• TEXT EXCERPT:
———

The results of TPA are shown in Table 4. The lowest hardness was found in formulation PS-XG, the highest in formulation PS-TG, basically due to the collapse of the crumb and consequent agglomeration. Negative correlations were observed between crumb hardness and specific volume (r = 0.81, p < 0.05), N° cells/cm2 (r = 0.85, p < 0.05) and % area of cells (r = 0.98; p < 0.05). Similar results have been reported by Horstmann et al. [8] who found that gluten-free breads made from potato starch and xanthan gum were softer than breads made from potato starch and locust bean gum.

In the case of cohesiveness, the formulation PS-XG was more cohesive than the formulations with corn starch. According to Demirkesen et al. [35] and Liu et al. [31], it is desirable that gluten-free breads have moderate cohesiveness values because breads with too low cohesion are susceptible to fracture and crumble. Elasticity of the formulations with xanthan gum (CS-XG and PS-XG) was very similar, however, a lower elasticity value was obtained in formulation with tara gum (CS-TG). The formulation PS-XG obtained the highest gumminess and chewiness values, while no significant difference, of these parameters, was observed in the formulations with corn starch (CS-XG and CS-TG).

Conclusions

In this study, it was possible to evaluate the effect of tara gum and xanthan gum on the rheological properties of the doughs and physical quality parameters of gluten-free breads made from corn starch and potato starch. It was found that tara gum significantly affected the pasting properties of the formulations with potato starch. The viscoelastic properties were different for all the formulations. The kinetics of dough growth during the leavening process was modeled correctly using the Gompertz equation, and it was demonstrated that fermentation time was influenced by the viscoelastic properties of the doughs. With respect to the physical quality parameters, when using potato starch, a gluten-free bread with high specific volume, good crumb structure, and desirable textural properties was obtained after addition of xanthan gum, but not when adding tara gum. In the corn starch breads, addition of xanthan gum as well as tara gum produced breads with very similar physical characteristics. Therefore, the influence of the type of hydrocolloid used for the preparation of gluten-free breads depends to a large extent on the starch used. In corn starch, tara gum is a potential additive to improve the rheological and textural characteristics of gluten-free bread formulations.

———

• RECORD EXTRACTS:
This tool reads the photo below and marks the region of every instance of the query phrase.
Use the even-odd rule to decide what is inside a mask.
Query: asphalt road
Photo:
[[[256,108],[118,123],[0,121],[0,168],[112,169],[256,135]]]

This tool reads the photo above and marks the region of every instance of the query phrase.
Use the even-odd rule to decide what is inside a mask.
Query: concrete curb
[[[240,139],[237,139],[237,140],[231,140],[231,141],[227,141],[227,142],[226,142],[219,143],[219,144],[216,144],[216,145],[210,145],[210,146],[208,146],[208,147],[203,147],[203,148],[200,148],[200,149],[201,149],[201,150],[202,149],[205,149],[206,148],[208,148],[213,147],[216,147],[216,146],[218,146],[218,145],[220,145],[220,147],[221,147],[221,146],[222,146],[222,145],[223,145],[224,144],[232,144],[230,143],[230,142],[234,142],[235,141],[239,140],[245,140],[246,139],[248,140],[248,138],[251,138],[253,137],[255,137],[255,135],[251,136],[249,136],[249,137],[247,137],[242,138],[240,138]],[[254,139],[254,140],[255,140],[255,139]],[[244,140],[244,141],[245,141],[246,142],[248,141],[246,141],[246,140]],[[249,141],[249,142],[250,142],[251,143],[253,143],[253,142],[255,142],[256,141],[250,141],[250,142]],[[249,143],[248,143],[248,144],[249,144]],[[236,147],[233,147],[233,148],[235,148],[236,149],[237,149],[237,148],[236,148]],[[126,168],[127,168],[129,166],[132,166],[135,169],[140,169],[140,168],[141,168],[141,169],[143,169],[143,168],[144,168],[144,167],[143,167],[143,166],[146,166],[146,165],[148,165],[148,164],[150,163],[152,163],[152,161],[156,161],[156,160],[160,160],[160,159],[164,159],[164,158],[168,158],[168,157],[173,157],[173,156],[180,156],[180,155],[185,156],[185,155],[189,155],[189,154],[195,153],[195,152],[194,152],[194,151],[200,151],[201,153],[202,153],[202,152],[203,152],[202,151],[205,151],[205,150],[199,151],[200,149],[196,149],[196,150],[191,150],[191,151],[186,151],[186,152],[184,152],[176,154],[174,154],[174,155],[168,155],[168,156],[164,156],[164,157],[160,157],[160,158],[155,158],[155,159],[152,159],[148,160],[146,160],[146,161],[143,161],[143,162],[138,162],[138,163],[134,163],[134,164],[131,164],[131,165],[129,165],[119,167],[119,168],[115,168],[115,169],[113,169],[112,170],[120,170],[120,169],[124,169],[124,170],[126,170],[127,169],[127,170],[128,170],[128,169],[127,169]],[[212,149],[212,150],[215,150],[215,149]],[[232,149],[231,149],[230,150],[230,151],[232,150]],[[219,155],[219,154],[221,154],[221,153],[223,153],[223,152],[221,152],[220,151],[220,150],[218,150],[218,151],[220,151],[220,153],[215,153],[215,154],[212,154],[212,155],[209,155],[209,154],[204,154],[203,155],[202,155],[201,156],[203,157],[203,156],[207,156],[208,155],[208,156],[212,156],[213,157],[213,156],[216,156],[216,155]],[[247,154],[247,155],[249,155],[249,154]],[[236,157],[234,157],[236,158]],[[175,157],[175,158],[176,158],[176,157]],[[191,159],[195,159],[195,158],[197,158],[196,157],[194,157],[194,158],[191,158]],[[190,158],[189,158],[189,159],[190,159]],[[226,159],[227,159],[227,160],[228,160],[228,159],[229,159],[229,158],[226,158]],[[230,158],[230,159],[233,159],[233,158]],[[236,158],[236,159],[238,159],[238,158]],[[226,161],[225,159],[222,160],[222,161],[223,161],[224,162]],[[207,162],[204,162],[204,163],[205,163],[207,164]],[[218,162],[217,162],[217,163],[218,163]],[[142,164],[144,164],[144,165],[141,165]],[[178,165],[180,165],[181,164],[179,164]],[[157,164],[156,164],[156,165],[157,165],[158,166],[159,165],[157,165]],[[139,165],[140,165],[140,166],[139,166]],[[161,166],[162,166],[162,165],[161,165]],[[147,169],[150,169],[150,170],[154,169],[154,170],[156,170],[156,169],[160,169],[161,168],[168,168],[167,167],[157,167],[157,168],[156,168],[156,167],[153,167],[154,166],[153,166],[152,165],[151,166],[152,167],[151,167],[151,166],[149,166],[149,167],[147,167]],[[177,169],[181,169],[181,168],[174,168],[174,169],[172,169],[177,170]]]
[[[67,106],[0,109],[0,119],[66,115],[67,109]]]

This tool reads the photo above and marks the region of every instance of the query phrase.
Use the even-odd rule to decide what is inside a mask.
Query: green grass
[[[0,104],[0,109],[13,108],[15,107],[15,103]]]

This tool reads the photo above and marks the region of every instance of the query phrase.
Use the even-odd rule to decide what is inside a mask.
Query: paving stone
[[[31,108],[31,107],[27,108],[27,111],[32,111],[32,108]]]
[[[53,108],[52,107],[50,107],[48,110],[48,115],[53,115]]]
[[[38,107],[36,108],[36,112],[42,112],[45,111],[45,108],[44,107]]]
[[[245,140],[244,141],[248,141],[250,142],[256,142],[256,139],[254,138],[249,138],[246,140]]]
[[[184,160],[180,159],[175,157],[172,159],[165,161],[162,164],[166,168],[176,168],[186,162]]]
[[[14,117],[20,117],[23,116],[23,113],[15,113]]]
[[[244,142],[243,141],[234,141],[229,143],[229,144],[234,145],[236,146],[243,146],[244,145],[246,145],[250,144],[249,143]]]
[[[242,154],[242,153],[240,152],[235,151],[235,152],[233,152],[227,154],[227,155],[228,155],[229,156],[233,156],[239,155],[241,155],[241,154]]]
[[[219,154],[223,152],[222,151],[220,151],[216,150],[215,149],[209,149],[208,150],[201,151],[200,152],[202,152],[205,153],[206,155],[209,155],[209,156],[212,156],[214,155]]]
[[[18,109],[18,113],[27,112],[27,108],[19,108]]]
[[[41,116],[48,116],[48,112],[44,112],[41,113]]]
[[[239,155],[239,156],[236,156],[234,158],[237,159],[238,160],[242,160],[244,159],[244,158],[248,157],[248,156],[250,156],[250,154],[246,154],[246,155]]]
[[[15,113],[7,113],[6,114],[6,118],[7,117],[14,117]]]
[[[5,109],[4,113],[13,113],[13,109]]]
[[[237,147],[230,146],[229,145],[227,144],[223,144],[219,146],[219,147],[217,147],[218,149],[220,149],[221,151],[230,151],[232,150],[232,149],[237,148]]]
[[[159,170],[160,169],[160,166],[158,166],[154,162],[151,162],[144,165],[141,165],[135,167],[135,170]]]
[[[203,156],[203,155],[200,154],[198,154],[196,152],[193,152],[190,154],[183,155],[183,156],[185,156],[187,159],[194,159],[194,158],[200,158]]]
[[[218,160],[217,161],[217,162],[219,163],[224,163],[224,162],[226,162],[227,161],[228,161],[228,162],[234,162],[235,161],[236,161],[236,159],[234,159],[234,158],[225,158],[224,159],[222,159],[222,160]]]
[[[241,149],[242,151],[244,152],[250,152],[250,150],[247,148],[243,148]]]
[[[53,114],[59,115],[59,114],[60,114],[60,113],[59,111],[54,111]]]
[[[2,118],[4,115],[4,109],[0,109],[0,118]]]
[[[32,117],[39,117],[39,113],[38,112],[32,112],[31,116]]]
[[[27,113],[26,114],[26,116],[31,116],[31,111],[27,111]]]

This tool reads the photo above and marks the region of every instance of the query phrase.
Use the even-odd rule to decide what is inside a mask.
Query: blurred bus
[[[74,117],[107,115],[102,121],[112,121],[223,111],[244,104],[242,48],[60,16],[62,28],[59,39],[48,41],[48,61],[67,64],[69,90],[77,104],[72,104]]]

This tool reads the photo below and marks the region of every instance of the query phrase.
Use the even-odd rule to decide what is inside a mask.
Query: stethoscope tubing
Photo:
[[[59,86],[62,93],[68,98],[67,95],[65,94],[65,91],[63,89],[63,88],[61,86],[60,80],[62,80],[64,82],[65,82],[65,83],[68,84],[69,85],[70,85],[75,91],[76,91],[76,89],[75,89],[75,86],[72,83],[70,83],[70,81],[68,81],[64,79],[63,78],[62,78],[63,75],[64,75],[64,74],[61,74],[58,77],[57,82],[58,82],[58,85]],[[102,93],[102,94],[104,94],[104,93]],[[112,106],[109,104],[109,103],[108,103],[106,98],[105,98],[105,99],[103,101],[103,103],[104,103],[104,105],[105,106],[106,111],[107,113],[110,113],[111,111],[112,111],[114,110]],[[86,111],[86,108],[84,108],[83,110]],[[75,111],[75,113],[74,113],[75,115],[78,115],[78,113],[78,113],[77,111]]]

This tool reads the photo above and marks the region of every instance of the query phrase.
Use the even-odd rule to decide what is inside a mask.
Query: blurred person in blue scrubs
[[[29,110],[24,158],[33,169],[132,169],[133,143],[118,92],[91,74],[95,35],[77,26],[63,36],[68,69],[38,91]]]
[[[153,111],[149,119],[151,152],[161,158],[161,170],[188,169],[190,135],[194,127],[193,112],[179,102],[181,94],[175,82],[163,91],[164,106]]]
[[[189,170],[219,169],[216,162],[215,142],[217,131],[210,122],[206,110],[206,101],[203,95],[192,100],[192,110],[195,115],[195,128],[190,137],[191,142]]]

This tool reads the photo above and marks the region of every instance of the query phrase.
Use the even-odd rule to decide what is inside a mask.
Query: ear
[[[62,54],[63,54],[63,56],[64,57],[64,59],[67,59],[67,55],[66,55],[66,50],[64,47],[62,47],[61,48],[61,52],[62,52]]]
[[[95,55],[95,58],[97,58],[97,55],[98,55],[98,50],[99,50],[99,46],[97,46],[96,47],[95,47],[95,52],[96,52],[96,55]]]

———

• AIM OF THE EXERCISE:
In the gluten-free bread text, which equation modeled the kinetics of dough growth during leavening?

• COMPLETED TASK:
The Gompertz equation.